## Required work
Type out the records again, exactly as they are.

***** Data extract *****

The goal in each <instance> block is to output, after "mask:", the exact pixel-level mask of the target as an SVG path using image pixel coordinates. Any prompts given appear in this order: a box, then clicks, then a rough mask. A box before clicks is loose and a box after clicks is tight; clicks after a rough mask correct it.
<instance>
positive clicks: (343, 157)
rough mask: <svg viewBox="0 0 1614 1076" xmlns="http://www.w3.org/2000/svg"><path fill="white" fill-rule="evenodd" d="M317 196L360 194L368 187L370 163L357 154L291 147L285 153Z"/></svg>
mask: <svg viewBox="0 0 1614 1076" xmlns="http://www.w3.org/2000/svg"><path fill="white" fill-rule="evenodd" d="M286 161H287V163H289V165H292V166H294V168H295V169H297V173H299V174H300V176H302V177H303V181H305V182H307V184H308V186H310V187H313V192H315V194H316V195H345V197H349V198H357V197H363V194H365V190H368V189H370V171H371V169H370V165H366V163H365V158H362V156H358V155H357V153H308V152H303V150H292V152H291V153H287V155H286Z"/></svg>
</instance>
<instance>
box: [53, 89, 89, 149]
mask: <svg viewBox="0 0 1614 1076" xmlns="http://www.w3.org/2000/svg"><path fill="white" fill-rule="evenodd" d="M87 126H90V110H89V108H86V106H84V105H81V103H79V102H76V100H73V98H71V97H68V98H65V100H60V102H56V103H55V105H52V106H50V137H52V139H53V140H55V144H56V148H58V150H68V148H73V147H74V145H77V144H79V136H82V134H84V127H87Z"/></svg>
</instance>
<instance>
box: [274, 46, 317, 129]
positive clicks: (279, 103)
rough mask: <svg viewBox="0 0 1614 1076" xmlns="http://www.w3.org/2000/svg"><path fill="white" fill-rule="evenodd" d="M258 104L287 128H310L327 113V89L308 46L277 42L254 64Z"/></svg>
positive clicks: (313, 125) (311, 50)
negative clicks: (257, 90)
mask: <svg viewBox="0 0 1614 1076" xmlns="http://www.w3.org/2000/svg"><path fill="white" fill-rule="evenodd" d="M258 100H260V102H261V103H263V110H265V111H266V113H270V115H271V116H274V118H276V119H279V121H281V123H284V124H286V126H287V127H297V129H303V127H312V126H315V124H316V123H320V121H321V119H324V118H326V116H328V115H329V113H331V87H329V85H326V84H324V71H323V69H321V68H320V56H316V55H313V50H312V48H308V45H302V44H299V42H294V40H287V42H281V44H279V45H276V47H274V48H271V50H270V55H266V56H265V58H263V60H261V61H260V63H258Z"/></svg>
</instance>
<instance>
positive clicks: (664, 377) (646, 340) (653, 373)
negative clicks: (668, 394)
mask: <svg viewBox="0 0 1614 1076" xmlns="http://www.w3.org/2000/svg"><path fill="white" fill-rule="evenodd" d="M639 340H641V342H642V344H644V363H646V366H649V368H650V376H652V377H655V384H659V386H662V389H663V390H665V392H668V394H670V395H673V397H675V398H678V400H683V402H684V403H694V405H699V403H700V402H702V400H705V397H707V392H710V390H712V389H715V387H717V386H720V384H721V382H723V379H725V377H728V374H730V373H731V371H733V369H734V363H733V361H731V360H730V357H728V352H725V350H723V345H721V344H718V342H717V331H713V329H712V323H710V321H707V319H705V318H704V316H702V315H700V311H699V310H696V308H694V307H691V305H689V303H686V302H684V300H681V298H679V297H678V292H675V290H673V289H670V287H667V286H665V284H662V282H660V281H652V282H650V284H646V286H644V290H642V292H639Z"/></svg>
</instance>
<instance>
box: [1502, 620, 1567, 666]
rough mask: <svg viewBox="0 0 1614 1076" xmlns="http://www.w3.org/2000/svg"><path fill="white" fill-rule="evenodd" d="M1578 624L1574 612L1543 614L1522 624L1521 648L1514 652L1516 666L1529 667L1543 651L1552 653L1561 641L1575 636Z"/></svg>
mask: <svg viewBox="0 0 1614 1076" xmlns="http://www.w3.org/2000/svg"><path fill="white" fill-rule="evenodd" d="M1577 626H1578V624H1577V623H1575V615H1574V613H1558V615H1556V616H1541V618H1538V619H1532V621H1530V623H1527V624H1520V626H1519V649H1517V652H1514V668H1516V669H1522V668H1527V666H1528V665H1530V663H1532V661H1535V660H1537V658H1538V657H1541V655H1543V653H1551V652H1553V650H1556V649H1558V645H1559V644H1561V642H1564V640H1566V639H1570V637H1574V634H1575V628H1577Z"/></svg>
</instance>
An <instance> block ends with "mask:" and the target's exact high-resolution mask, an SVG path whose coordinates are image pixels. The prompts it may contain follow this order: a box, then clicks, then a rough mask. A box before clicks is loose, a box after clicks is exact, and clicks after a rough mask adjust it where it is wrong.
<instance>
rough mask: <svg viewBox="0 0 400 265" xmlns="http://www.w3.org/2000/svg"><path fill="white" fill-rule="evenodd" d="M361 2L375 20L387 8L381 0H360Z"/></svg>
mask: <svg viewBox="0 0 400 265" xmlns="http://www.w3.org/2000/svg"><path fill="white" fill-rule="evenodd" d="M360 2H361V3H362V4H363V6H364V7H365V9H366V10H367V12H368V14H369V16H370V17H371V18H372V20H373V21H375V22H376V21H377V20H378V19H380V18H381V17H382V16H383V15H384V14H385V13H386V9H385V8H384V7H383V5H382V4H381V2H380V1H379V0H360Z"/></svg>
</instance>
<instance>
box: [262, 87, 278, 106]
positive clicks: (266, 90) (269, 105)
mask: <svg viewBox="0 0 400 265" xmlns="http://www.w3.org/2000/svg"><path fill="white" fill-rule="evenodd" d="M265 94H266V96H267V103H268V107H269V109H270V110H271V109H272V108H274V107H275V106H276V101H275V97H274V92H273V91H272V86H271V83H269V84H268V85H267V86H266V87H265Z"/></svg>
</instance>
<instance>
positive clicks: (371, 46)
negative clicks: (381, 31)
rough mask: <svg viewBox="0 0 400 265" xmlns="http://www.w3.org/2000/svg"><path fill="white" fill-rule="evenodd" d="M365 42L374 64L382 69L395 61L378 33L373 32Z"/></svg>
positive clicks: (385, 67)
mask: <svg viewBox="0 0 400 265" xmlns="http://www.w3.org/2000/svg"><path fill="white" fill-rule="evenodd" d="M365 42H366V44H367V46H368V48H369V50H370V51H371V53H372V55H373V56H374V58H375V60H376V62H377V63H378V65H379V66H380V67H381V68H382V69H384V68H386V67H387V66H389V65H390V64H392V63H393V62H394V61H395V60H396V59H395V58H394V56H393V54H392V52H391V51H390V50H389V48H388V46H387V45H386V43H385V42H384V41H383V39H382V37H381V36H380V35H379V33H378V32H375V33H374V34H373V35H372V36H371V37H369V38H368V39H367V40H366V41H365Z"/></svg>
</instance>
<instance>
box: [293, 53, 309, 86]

*****

## Solution for this problem
The goal in each <instance> block is to output, after "mask:", the exact pixel-level mask of the target as an SVG path using image pixel coordinates. Any prompts given appear in this order: a box, then clicks, then a rough mask. A box before clicks is loose and a box after clicks is tight; clicks after a rough mask correct it.
<instance>
positive clicks: (343, 157)
rough mask: <svg viewBox="0 0 1614 1076" xmlns="http://www.w3.org/2000/svg"><path fill="white" fill-rule="evenodd" d="M317 196L360 194L368 187L370 163L357 154L291 147L285 153Z"/></svg>
mask: <svg viewBox="0 0 1614 1076" xmlns="http://www.w3.org/2000/svg"><path fill="white" fill-rule="evenodd" d="M286 161H287V163H289V165H292V166H294V168H295V169H297V173H299V174H300V176H302V177H303V181H305V182H307V184H308V186H310V187H313V192H315V194H316V195H345V197H349V198H357V197H363V194H365V190H368V189H370V171H371V169H370V165H366V163H365V158H362V156H358V155H357V153H308V152H303V150H292V152H291V153H287V155H286Z"/></svg>
</instance>
<instance>
box: [53, 89, 89, 149]
mask: <svg viewBox="0 0 1614 1076" xmlns="http://www.w3.org/2000/svg"><path fill="white" fill-rule="evenodd" d="M87 126H90V110H89V108H86V106H84V105H81V103H79V102H76V100H73V98H71V97H68V98H65V100H60V102H56V103H55V105H52V106H50V137H52V139H53V140H55V144H56V148H58V150H68V148H73V147H74V145H77V144H79V136H82V134H84V127H87Z"/></svg>
</instance>
<instance>
box: [274, 46, 317, 129]
positive clicks: (279, 103)
rough mask: <svg viewBox="0 0 1614 1076" xmlns="http://www.w3.org/2000/svg"><path fill="white" fill-rule="evenodd" d="M258 104L287 128H310L327 113V89L308 46L277 42L254 64Z"/></svg>
positive clicks: (313, 125) (311, 50)
negative clicks: (257, 90)
mask: <svg viewBox="0 0 1614 1076" xmlns="http://www.w3.org/2000/svg"><path fill="white" fill-rule="evenodd" d="M258 100H260V102H261V103H263V110H265V111H266V113H270V115H271V116H274V118H276V119H279V121H281V123H284V124H286V126H287V127H297V129H303V127H312V126H315V124H316V123H320V121H321V119H324V118H326V116H328V115H329V113H331V87H329V85H326V84H324V71H323V69H321V68H320V56H316V55H313V50H312V48H308V45H302V44H299V42H294V40H287V42H281V44H279V45H276V47H274V48H271V50H270V55H266V56H265V58H263V60H261V61H260V63H258Z"/></svg>
</instance>
<instance>
positive clicks: (664, 377) (646, 340) (653, 373)
negative clicks: (668, 394)
mask: <svg viewBox="0 0 1614 1076" xmlns="http://www.w3.org/2000/svg"><path fill="white" fill-rule="evenodd" d="M639 340H641V342H642V344H644V363H646V366H649V368H650V376H652V377H655V384H659V386H662V389H663V390H665V392H668V394H670V395H673V397H675V398H678V400H683V402H684V403H694V405H699V403H700V402H702V400H705V397H707V392H710V390H712V389H715V387H717V386H720V384H721V382H723V379H725V377H728V374H730V373H731V371H733V369H734V363H733V361H731V360H730V357H728V352H725V350H723V345H721V344H718V342H717V331H713V329H712V323H710V321H707V319H705V318H704V316H702V315H700V311H699V310H696V308H694V307H691V305H689V303H686V302H684V300H681V298H679V297H678V292H675V290H673V289H670V287H667V286H665V284H662V282H660V281H652V282H650V284H646V286H644V290H642V292H639Z"/></svg>
</instance>
<instance>
box: [1502, 620, 1567, 666]
rough mask: <svg viewBox="0 0 1614 1076" xmlns="http://www.w3.org/2000/svg"><path fill="white" fill-rule="evenodd" d="M1578 624L1574 612L1543 614L1522 624L1521 648L1514 652L1516 666L1529 667L1543 651L1552 653L1561 641L1575 636Z"/></svg>
mask: <svg viewBox="0 0 1614 1076" xmlns="http://www.w3.org/2000/svg"><path fill="white" fill-rule="evenodd" d="M1577 626H1578V624H1577V623H1575V615H1574V613H1558V615H1556V616H1541V618H1538V619H1532V621H1530V623H1527V624H1520V626H1519V649H1517V652H1514V668H1516V669H1522V668H1527V666H1528V665H1530V663H1532V661H1535V660H1537V658H1538V657H1541V655H1543V653H1551V652H1553V650H1556V649H1558V645H1559V644H1561V642H1564V640H1566V639H1570V637H1574V634H1575V628H1577Z"/></svg>
</instance>
An <instance> block ends with "mask:" and the target's exact high-resolution mask, an SVG path whose coordinates are image pixels. The prompts it may contain follow this order: a box, then clicks, then a rough mask. A box before clicks is loose, a box after clicks is exact, and clicks after a rough mask adjust it where it is wrong.
<instance>
rough mask: <svg viewBox="0 0 400 265" xmlns="http://www.w3.org/2000/svg"><path fill="white" fill-rule="evenodd" d="M361 2L375 20L387 8L381 0H360Z"/></svg>
mask: <svg viewBox="0 0 400 265" xmlns="http://www.w3.org/2000/svg"><path fill="white" fill-rule="evenodd" d="M360 2H361V3H362V4H363V6H364V7H365V9H366V10H367V12H368V14H369V16H370V17H371V18H372V20H373V21H375V22H376V21H377V20H378V19H380V18H381V17H382V16H383V15H384V14H385V13H386V9H385V8H384V7H383V5H382V4H381V2H380V1H379V0H360Z"/></svg>
</instance>
<instance>
box: [262, 87, 278, 106]
positive clicks: (266, 90) (269, 105)
mask: <svg viewBox="0 0 400 265" xmlns="http://www.w3.org/2000/svg"><path fill="white" fill-rule="evenodd" d="M265 94H266V96H267V103H268V107H269V109H270V110H271V109H272V108H274V107H275V106H276V101H275V97H274V92H273V91H272V86H271V83H269V84H268V85H267V86H266V87H265Z"/></svg>
</instance>
<instance>
positive clicks: (371, 46)
negative clicks: (381, 31)
rough mask: <svg viewBox="0 0 400 265" xmlns="http://www.w3.org/2000/svg"><path fill="white" fill-rule="evenodd" d="M365 42L374 64L382 69L395 61L378 33L373 32Z"/></svg>
positive clicks: (385, 67)
mask: <svg viewBox="0 0 400 265" xmlns="http://www.w3.org/2000/svg"><path fill="white" fill-rule="evenodd" d="M365 42H366V44H367V46H368V48H369V50H370V51H371V53H372V55H373V56H374V58H375V60H376V62H377V63H378V65H379V66H380V67H381V68H382V69H384V68H386V67H387V66H389V65H390V64H392V63H393V62H394V61H395V60H396V59H395V58H394V56H393V54H392V52H391V51H390V50H389V48H388V46H387V45H386V43H385V42H384V41H383V39H382V37H381V36H380V35H379V33H378V32H375V33H374V34H373V35H372V36H371V37H369V38H368V39H367V40H366V41H365Z"/></svg>
</instance>
<instance>
box: [293, 53, 309, 86]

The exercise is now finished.